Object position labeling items
◆ ◆ ◆ ◆ ◆
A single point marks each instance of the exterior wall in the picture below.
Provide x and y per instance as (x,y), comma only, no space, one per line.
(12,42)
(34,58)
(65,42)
◆ ◆ ◆ ◆ ◆
# Aim of the exercise:
Format every line of the items above as a Markdown table with the columns "Row" and "Line," numbering each row and leaving out blank lines.

# Solution for this task:
| Row | Line |
|---|---|
| 1 | A single point marks each instance of the exterior wall in the picture below. |
| 2 | Provide x and y per instance as (x,y), comma only, no space, one per line. |
| 3 | (12,42) |
| 4 | (34,58) |
| 5 | (65,42) |